[BEGIN]
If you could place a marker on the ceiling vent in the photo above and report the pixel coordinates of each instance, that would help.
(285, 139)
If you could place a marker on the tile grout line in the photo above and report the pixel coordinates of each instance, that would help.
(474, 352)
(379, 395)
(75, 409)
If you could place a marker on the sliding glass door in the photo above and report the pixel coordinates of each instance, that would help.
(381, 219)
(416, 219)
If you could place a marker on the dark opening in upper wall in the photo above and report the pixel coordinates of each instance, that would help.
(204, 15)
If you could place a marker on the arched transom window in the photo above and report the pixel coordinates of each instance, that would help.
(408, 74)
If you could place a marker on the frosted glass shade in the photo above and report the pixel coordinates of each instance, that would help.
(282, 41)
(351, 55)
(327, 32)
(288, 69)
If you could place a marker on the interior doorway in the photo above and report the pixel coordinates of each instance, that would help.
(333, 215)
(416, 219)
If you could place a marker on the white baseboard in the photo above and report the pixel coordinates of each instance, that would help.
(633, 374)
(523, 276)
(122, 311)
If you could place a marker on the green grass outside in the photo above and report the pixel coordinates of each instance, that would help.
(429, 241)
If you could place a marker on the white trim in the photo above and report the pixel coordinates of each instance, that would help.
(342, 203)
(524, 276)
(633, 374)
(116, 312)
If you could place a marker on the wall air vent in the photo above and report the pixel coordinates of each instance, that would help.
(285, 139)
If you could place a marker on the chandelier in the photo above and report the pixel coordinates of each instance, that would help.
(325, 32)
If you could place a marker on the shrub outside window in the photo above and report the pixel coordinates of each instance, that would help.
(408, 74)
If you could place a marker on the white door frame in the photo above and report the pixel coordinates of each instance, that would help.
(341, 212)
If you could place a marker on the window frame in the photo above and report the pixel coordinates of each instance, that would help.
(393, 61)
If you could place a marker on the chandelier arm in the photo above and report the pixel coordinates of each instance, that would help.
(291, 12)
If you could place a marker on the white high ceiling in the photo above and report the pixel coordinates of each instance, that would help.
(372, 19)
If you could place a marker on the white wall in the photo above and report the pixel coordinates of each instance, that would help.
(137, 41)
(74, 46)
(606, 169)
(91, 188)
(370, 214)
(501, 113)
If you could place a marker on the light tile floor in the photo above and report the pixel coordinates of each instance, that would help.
[END]
▶ REQUEST:
All the entries above need to be reproduced exactly.

▶ COMPLETED EXERCISE:
If you could place a marker on the ceiling vent in the photo above and report the pixel coordinates of each instance, that would help.
(285, 139)
If you could place a marker on the tile grout line in the photo above and report the pixel coordinates of each instance, that would help.
(474, 352)
(379, 395)
(75, 409)
If you could place a marker on the sliding glass door in the photo above and report the pixel coordinates of each instance, that would help.
(381, 219)
(416, 219)
If you could place a marker on the dark opening in upper wall in the photo above and report the pixel coordinates of each instance, that would help.
(204, 15)
If you could place a marker on the arched transom window in the photo above and report the pixel coordinates of each instance, that would help.
(408, 74)
If you could place a marker on the frosted glass shade in the photo above and report the pixel coordinates of each instance, that would help.
(282, 41)
(351, 55)
(327, 32)
(288, 69)
If you could place a marker on the interior doorway in the photo above and report the pixel coordinates of each instance, that would help.
(333, 215)
(416, 219)
If you could place a marker on the white baseboard in the photo above and report the pixel coordinates of each instance, that would help.
(633, 374)
(523, 276)
(122, 311)
If you could place a marker on the green grass outside in the photo above and report the pixel coordinates of each instance, that would help.
(429, 241)
If you could place a marker on the white trim in the photo above and report the pixel coordinates of each instance, that would help.
(342, 203)
(524, 276)
(633, 374)
(116, 312)
If you could place a marker on the wall air vent in the photo above and report the pixel coordinates of each instance, that would help.
(285, 139)
If you could place a marker on the chandelier in the photo above and report the pixel coordinates of each instance, that would help.
(325, 32)
If you could place a marker on the shrub outside window in the photo above and report the pixel coordinates of each instance, that would help.
(408, 74)
If you could place a marker on the white door frame in the photo above and report the pixel coordinates of each instance, that would help.
(341, 212)
If you could place a marker on the window frame in the photo above and report the pixel coordinates of each instance, that would help.
(393, 61)
If you could place a marker on the chandelier arm in the photo above and report the pixel coordinates of each instance, that would help.
(291, 12)
If you could place a marker on the white high ceiling in the photo above and report the pixel coordinates of each instance, that would help.
(372, 19)
If you could place a marker on the white wall in the photo above and report the pixel coordinates of each instance, that would help.
(137, 41)
(74, 46)
(606, 169)
(91, 188)
(370, 214)
(501, 113)
If you could place a marker on the light tile floor in the photo above and report the pixel coordinates of each instance, that would help.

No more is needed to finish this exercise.